読む文章:
68.2011年度経営課題 資金

2011年2月15日

前回は2011年度の経営課題として、次の5点を挙げました。
(1)手持ち資金は十分か
(2)固定費を十分下げているか
(3)変動費比率を十分下げられているか
(4)回転率をあげているか
(5)借入金依存度は適正か

今回からはその一つ一つについて詳しく説明しましょう。
まず、『手持ち資金は十分か』ということです。

1.手持ち資金とは
「手持ち資金」とは何でしょうか? 専門的に「手元流動性」といいます。
手元流動性とは、手元⇒すぐ融通できる、流動性⇒流動資産をいい、つまり手元にある資金(現預金等)のことをいいます。経営分析的には現金・預金に加え、すぐ処分可能な有価証券のことを含め、手元流動性といいますが、手元にある現預金と理解しても差し支えありません。

2.手持ち資金の重要性
すでにご存知のとおりですが、会社は赤字経営でも潰れません。赤字経営で資金が足りなくなれば、どこからか資金を調達できれば良いわけです。
また、黒字経営だからといって潰れないと限りません。たとえ黒字経営でも、売上回収ができず資金が足りなくなり、資金が調達できなければ、会社はアウトになります。
つまり、会社は『資金』が回らなくなると潰れてしまいます。
いまはほんとうに先行き不透明な不確実な時代です。またいつ、08年のような経済危機が来るとも限りません。最近の中東情勢やロシア・中国との関係あるいは米国経済の行方、さらにはTPPなど不安定要素をあげれば切りがありません。このような経営環境においては「手持ち資金を高める経営」が重要です。

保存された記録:

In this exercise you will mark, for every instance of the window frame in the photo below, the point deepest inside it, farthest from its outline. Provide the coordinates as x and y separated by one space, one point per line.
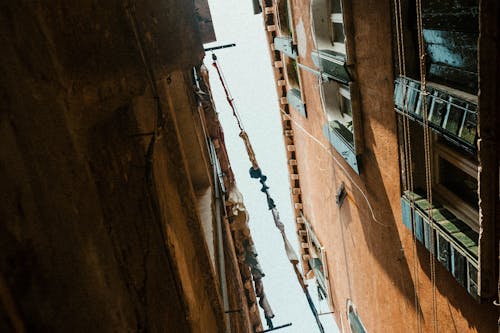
315 245
445 196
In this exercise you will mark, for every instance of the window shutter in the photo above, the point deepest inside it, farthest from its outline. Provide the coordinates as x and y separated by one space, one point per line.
294 98
331 65
285 45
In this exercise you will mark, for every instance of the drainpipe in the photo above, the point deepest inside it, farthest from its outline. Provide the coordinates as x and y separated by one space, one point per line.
220 239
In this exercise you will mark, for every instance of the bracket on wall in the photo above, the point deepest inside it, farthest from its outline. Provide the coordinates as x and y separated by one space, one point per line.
341 194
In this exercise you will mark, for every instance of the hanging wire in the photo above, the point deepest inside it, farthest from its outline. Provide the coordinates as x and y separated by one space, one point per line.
428 161
408 165
255 172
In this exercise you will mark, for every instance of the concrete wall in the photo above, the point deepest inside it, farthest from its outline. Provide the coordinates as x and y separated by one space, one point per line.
99 229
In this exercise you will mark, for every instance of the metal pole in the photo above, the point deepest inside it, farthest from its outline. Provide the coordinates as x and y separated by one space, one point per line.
275 328
220 238
220 47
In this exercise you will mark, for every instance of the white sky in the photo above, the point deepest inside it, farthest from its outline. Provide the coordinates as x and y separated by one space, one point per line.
248 72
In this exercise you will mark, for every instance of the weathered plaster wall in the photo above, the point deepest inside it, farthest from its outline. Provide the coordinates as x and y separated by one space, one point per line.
372 259
89 241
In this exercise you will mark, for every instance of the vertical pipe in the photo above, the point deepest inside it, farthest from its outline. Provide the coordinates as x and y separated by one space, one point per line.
220 238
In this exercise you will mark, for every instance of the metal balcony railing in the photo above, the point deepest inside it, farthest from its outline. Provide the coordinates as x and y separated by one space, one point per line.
456 244
450 115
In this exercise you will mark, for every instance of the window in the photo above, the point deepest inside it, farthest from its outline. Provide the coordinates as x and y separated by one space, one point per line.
455 183
285 45
328 26
453 216
336 100
336 88
337 27
317 262
355 323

記述課題:
手持ち資金についての文章をもとに、次の問いに答えよ。
(a) 前回、2011年度の経営課題として何点が挙げられたか。
(b) 「手持ち資金」は専門的に何と呼ばれるか。
(c) 会社は何が回らなくなると潰れてしまうと述べられているか。
上の行は、手持ち資金についての文章とは別の資料である。

解答:
(a) 5点が挙げられた。
(b) 「手元流動性」と呼ばれる。
(c) 『資金』が回らなくなると潰れてしまうと述べられている。